§ Data supplied:
---

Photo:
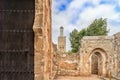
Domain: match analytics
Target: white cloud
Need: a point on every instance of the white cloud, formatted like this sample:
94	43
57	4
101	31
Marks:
84	18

---

§ What you have to do:
Change "white cloud" to "gray cloud" everywhere in the lines above, and leave everything else as it is. Give the lines back without the picture.

§ Task response:
Photo:
Domain: match analytics
Target: gray cloud
Need: a point on every instance of the gray cloud, formatted like this sample:
94	43
57	4
101	31
Marks:
84	18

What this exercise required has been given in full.